Observations all along the line - Kimball & the Southern Panhandle First

Where are they now?

Michael Moore

Michael Moore grew up in Kimball and moved to Scottsbluff, where he graduated high school. He followed up with college at University of Nebraska in Lincoln, where he married his wife Lisa just prior to graduation.

After his engineering degree from UNL, he attended graduate school at the Mayo Clinic and received his degree in biomedical engineering.

"I was working on nerve regeneration research (at Mayo Clinic) and we developed a biodegradable insert you could put into the spinal cord," he said.

He moved on to a short post-doctoral research fellowship at MIT where he worked on a similar product for the optic nerve with applications for those suffering from nerve loss due to glaucoma.

"Those two experiences were really instrumental, because it made me realize, looking at something as complicated as nerve regeneration, there was really no good way of studying it except for trying something in an animal," he said. "You learn something interesting, but it is really hard to know where to go from there. The only thing you can do is change it a little bit, put it in more animals, kill all those animals and look at their tissue then start over."

Michael became interested in a model system that would be more simple than an animal but still give researchers the information they needed.

"Back in those days, 10 – 15 years ago, there just wasn't anything available," he said. "So I got a job on the faculty in the biomedical engineering department of Tulane University in New Orleans and I decided that I wanted to work on, for my own research, to make model systems a little bit more complicated than cell cultures but a little less complicated than the whole animal. So that is what we started doing."

During his early research, Michael paid close attention to the anatomy of the nerve structure, as all of the organ systems have a particular anatomy. His team found a way to make a model from gels and the organs were cultured on a device that resembles a microchip – nerve on a chip.

At some point he became interested in a different application, focusing on using the technology to screen drugs

"We became interested in helping drug companies identify their lead candidates for new drugs, quicker and for less money," he said. "The drug industry right now is going through a difficult realization, because for every single drug that makes it to the market, typically a drug company has spent more than $2.6 billion, just to get that drug to market."

Michael explained that the research and development of each drug introduced to the public is accompanied by research and development of hundreds of other medications that never go anywhere.

GIVEN RECORDS:
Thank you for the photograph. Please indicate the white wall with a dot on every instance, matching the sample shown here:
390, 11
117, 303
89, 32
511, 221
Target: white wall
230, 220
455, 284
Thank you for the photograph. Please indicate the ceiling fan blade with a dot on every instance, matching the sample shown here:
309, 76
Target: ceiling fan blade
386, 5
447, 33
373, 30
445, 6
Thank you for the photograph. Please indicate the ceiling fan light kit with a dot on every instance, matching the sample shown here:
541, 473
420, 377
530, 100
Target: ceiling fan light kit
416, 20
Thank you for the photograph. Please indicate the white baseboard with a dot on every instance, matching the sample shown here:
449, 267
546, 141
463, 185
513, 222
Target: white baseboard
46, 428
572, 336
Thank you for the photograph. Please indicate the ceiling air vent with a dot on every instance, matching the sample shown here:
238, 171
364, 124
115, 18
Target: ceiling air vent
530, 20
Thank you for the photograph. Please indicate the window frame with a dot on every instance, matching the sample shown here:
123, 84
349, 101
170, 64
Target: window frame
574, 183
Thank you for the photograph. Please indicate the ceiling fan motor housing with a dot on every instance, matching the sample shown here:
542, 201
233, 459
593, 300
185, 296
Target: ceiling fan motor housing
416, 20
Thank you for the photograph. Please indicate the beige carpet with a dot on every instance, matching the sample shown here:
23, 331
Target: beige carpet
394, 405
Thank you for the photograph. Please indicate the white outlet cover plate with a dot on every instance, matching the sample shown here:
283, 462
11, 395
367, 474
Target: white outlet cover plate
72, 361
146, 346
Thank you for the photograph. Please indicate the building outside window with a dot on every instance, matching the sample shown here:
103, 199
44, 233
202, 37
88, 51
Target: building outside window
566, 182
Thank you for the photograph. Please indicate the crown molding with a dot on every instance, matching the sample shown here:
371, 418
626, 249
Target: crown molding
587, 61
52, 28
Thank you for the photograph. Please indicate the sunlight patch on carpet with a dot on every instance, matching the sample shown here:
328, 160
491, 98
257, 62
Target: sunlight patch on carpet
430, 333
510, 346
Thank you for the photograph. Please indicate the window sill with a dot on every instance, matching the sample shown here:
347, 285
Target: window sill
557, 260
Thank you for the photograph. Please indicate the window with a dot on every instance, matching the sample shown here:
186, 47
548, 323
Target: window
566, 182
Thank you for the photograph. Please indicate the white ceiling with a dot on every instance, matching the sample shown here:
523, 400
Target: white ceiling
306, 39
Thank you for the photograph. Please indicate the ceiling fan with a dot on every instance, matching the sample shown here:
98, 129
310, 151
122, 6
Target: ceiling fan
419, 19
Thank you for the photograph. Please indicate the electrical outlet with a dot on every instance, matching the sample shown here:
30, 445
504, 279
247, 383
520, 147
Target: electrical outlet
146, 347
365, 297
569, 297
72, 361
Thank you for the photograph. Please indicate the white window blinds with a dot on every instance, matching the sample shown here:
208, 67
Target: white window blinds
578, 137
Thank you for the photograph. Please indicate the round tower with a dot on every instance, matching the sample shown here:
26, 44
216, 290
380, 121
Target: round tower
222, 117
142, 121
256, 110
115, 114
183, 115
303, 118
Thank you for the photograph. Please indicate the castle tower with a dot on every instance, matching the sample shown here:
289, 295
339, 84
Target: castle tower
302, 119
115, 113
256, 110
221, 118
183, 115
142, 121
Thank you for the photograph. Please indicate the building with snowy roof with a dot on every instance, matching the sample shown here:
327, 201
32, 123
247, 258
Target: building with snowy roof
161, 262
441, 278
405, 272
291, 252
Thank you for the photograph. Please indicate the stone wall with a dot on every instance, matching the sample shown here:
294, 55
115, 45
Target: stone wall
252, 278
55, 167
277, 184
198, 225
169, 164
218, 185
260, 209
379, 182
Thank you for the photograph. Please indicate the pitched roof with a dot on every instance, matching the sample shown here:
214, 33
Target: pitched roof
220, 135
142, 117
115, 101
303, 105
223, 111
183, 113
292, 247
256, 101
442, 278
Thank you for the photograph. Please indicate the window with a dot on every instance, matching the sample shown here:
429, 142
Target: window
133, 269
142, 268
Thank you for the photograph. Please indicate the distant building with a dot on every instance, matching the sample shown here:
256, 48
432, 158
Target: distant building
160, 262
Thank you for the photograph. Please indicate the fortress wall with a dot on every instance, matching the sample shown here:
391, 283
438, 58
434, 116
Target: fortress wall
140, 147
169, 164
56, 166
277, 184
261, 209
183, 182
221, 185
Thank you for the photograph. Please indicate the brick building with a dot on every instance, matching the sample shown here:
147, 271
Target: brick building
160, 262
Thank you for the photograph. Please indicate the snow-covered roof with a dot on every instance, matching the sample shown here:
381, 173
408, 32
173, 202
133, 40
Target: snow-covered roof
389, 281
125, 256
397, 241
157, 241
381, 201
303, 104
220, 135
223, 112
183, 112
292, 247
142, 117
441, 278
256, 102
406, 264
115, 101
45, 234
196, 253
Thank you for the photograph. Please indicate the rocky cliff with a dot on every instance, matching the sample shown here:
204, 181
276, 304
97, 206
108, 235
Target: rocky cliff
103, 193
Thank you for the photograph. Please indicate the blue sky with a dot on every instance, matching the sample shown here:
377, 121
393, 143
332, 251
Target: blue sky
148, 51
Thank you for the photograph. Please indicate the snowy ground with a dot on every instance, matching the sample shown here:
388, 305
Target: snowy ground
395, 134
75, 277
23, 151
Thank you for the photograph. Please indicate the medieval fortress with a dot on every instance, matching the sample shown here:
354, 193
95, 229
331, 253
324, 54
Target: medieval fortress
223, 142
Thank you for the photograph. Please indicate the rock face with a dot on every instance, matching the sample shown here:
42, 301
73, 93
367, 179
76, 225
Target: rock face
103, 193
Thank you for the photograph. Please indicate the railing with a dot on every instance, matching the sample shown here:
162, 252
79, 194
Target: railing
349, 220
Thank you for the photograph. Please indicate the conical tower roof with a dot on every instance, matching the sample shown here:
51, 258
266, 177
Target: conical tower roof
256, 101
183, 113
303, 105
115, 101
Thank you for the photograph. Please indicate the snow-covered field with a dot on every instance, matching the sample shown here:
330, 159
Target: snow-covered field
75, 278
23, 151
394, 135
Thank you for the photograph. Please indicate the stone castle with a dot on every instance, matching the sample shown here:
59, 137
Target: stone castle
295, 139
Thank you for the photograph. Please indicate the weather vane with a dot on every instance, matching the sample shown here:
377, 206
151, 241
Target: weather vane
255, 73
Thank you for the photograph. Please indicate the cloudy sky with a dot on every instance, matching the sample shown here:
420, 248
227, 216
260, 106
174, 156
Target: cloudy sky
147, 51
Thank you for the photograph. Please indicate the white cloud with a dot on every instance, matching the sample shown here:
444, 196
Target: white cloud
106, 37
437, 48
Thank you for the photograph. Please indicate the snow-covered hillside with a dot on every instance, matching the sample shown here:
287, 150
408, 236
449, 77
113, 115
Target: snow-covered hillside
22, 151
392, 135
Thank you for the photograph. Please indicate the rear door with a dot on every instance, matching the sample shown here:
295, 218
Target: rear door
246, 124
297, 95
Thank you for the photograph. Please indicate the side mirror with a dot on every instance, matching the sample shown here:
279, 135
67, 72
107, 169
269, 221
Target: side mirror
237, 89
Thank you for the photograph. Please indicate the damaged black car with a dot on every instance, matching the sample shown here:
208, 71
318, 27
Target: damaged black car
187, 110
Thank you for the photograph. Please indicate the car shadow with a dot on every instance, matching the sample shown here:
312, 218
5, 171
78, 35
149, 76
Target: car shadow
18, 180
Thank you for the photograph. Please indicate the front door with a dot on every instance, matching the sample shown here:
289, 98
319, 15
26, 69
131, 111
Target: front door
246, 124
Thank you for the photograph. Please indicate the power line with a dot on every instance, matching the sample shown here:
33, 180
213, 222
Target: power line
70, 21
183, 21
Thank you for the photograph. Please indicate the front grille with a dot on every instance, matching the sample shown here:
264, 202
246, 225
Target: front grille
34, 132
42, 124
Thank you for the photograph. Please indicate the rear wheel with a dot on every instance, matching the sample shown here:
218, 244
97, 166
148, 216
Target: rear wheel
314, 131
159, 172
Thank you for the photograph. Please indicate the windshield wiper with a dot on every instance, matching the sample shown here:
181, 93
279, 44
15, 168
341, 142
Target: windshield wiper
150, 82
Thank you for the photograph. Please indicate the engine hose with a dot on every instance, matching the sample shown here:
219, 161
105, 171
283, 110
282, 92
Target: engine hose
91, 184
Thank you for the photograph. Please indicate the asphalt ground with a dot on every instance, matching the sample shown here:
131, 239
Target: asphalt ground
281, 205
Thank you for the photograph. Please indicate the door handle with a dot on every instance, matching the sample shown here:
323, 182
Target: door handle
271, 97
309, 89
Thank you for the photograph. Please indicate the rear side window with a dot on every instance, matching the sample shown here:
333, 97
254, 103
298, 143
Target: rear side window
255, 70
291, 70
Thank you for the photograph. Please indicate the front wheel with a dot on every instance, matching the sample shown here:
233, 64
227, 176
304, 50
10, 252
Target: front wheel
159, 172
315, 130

TO DO:
- 1) Name every institution where, according to the Michael Moore profile, he studied or worked.
- 2) In the Michael Moore profile, how much does a drug company typically spend to get a single drug to market?
- 3) Write the next part of the Michael Moore profile, picking up after its final sentence.
The entries have nothing to do with the Michael Moore profile.

RESPONSES TO THE TASKS:
- 1)
University of Nebraska in Lincoln (UNL)
Mayo Clinic
MIT
Tulane University

- 2) More than $2.6 billion.

- 3)
"That is why drugs are now so expensive. They have spent millions on the hundreds of drugs that never make it. We should be able to do better.," he said. "It is less costly, they can get the information sooner for less money and they don't have to sacrifice as many animals. We are trying to create these model systems out of human cells, so the biology is more relevant."

Michael and his team were working on the new biomedical technology in the Tulane lab, but progress was slower than what he wanted.

"I was getting a little antsy and impatient, so I really wanted my work to have more of an immediate impact," he said. "We decided to form a start up company. We went through this program called Innovation Corp, which takes University researchers and puts them through small business boot camp."

During this he learned the importance of a market fit, that the product fits the needs of the market and whether it was better to license the technology to an existing company or start a new company.

Enter AxoSim Technologies.

"We, Michael and his partner Lowry Curley, talked with more than 120 people in the pharmaceutical industry, regulatory agencies and drug companies and we discovered that we had an interesting product idea," he said. "So we formed AxoSim. Within the first year of starting the company we got over $700,000 in grant funding and we were surprised, but we had already signed some customers. We raised about $350,000 in angel investments so we weren't dependent solely on grants."

Though they are not yet using human cells for the model systems, interest in the company is building and Michael hopes human cell systems will be available soon.

"Having a start up company has its own set of challenges," he said. "It has been a lot of fun and we feel like we are having an impact."